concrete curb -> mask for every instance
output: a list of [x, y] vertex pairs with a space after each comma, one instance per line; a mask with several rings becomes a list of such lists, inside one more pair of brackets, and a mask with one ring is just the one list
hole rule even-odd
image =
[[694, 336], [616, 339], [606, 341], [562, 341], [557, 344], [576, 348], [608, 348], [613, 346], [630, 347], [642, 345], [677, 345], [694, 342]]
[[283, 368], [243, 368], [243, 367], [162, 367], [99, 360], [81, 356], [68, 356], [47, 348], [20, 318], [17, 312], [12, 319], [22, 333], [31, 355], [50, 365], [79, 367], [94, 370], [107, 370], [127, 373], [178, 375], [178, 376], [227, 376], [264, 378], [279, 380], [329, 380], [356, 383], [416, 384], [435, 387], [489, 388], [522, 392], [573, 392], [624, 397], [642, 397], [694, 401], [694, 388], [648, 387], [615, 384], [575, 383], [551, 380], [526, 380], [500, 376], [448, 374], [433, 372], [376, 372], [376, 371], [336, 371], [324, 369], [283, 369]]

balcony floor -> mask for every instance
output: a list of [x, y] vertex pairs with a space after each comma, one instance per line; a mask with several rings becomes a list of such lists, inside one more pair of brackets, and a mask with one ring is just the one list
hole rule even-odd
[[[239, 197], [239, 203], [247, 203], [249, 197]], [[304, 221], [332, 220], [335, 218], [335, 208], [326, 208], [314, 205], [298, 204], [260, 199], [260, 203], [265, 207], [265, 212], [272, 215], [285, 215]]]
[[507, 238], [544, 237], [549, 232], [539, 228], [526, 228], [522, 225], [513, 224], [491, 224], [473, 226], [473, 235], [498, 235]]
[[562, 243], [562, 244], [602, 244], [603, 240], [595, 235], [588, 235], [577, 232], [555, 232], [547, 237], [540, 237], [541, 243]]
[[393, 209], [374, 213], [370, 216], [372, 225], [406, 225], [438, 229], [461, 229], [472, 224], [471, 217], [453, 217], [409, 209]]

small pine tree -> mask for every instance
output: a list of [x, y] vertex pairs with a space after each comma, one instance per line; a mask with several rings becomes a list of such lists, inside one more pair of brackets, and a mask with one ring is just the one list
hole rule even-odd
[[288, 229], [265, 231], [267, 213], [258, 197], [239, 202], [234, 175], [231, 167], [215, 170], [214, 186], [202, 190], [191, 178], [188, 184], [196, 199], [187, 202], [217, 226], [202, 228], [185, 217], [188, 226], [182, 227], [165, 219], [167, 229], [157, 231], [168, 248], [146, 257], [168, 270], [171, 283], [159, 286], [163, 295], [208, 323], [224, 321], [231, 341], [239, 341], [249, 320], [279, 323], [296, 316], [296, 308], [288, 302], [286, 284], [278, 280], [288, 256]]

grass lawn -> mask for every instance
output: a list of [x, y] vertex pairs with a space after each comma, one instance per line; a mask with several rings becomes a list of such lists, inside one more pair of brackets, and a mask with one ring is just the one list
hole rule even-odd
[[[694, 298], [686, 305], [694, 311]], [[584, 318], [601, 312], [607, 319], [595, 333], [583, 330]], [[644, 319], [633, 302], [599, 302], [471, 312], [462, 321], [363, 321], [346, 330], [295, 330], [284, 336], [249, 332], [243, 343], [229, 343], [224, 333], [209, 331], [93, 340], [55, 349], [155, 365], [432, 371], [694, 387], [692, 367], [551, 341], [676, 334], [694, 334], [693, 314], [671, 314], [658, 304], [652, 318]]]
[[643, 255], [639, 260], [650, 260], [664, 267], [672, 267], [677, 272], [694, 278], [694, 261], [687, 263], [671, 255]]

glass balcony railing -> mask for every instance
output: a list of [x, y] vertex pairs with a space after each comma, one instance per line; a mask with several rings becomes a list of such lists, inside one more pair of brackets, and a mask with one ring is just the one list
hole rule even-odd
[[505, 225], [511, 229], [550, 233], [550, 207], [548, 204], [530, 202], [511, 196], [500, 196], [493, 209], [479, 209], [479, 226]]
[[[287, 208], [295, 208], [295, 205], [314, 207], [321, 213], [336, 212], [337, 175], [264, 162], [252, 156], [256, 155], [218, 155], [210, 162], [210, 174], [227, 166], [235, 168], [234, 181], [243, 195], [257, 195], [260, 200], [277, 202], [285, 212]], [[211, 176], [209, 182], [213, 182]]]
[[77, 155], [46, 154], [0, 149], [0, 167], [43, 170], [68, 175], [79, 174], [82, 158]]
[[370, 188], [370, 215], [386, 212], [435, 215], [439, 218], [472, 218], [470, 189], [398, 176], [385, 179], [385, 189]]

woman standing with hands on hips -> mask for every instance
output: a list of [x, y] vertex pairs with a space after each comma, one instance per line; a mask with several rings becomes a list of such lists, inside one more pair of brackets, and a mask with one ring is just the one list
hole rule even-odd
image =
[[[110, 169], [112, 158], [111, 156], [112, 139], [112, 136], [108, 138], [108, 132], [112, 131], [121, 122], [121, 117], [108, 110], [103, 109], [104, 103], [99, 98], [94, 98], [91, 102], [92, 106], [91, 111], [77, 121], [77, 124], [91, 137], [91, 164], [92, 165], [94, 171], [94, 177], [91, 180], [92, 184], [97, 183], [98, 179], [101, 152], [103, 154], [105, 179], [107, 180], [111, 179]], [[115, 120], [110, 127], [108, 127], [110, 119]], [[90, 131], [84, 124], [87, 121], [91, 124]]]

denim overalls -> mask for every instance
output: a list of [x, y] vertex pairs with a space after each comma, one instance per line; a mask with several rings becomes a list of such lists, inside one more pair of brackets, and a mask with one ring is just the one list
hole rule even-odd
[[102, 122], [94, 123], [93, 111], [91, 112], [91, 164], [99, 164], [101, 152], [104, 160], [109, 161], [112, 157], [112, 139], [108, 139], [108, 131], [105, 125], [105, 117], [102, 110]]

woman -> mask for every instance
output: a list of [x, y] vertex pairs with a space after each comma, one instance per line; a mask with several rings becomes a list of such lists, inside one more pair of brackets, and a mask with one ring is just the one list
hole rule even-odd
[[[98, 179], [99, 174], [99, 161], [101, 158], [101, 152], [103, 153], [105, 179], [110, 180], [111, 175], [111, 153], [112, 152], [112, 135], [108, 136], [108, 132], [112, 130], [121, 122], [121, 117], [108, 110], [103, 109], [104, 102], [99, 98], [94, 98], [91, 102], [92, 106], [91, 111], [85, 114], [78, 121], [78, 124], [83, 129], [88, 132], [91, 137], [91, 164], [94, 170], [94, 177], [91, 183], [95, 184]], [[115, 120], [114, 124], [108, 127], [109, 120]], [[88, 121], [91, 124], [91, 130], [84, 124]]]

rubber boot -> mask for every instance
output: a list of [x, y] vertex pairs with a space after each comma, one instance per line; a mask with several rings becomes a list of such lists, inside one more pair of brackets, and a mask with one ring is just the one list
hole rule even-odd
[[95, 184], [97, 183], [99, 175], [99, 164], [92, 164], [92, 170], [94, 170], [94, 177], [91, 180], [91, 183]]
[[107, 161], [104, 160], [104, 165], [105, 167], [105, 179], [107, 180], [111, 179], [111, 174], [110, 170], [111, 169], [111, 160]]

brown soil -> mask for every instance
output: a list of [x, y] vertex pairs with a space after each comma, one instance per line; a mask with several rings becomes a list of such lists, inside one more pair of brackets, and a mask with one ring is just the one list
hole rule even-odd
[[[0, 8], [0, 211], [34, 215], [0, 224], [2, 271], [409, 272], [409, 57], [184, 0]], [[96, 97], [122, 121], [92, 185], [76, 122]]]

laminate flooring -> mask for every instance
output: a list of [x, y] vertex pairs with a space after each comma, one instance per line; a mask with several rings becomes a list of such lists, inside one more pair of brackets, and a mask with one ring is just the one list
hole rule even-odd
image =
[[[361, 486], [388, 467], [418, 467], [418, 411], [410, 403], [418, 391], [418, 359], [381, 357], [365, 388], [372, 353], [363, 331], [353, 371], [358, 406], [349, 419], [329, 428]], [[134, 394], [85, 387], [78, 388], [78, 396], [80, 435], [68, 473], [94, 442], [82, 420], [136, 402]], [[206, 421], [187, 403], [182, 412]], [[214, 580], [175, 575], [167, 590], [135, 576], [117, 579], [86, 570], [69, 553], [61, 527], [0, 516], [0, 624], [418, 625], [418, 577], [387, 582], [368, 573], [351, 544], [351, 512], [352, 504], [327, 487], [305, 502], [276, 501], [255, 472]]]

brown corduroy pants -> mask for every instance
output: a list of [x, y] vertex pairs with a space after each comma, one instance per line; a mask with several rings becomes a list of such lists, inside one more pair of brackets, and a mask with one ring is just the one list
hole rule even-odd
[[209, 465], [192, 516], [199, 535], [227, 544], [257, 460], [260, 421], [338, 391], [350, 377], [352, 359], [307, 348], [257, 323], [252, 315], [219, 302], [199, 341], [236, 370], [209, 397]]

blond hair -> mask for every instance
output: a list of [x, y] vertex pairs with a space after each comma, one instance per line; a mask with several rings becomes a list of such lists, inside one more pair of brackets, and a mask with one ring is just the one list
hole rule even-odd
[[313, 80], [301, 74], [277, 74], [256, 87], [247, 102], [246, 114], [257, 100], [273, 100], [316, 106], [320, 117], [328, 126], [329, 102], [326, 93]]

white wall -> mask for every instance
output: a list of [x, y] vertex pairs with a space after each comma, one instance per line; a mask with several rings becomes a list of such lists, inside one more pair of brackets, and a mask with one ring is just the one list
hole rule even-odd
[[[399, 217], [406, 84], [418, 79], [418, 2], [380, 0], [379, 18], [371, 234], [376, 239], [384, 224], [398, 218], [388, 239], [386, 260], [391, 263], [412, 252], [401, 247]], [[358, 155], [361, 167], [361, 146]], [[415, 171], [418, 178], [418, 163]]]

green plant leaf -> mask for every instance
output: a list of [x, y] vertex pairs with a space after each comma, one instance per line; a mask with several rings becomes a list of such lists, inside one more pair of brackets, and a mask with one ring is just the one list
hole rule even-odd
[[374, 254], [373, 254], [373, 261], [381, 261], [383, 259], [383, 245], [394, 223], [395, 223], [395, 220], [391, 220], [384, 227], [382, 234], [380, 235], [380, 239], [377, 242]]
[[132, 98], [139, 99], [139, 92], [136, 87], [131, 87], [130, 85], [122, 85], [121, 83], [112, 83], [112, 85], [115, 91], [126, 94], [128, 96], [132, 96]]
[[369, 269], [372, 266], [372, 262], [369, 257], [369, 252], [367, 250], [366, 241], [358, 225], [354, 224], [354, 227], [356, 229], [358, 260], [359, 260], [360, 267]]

What this task involves:
Rewrite everything from the start of the items down through the line containing "345], [694, 342]]", changing "concrete curb" to "stone curb" and leaving the rest unchanged. Output only those lines.

Result of the exercise:
stone curb -> mask for every instance
output: a list of [x, y] vertex pairs with a space after each comma, one instance per line; a mask with several rings becomes a list of such lists, inside one more pair of brackets, and a mask with one ring is just the one list
hole rule even-odd
image =
[[694, 336], [616, 339], [606, 341], [562, 341], [557, 344], [576, 348], [608, 348], [613, 346], [630, 347], [642, 345], [677, 345], [694, 342]]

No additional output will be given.